TASK DESCRIPTION:
Find each line in the data below that contains the word "outline" and copy those lines in full.
:: SOURCE MATERIAL
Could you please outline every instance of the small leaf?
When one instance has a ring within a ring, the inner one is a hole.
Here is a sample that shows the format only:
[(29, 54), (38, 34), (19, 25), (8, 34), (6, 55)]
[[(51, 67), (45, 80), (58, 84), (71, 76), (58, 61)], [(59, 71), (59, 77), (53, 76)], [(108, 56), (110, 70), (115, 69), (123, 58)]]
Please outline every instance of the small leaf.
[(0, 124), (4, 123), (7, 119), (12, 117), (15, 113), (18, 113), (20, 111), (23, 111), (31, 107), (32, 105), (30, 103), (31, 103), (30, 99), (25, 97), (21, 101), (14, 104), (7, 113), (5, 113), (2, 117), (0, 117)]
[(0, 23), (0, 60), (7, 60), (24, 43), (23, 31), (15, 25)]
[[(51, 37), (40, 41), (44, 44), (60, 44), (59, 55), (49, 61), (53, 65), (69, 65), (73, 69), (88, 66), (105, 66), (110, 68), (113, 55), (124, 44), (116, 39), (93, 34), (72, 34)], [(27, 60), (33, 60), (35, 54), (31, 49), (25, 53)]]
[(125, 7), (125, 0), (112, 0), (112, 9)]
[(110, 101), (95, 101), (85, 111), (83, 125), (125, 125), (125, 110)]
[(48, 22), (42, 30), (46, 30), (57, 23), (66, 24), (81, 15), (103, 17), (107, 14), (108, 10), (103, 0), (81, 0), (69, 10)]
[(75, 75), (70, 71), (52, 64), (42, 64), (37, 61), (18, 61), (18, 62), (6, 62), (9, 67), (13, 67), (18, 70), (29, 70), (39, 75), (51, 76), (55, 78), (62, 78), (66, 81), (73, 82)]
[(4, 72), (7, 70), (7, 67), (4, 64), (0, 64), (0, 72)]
::::
:: SOURCE MATERIAL
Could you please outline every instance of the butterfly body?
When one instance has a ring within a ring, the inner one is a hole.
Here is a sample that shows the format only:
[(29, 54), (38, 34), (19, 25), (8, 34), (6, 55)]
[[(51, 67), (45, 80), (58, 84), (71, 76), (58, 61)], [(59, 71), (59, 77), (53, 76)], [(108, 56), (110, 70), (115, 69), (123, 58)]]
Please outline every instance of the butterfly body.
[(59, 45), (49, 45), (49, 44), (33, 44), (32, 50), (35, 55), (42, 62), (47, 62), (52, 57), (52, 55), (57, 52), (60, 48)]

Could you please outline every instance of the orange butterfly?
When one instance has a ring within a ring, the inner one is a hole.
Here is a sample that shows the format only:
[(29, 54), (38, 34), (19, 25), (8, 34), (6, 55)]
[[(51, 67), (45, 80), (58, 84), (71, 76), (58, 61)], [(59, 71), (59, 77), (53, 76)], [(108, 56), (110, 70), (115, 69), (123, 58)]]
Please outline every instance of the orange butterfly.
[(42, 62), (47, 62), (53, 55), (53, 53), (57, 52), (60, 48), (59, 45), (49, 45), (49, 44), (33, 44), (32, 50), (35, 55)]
::::
REPLY:
Could you please outline every instance of the small leaf?
Please outline every instance of the small leaf.
Could you please outline every instance of the butterfly body?
Please outline every instance of the butterfly body.
Could you please outline every instance of the orange butterfly?
Please outline every instance of the orange butterfly.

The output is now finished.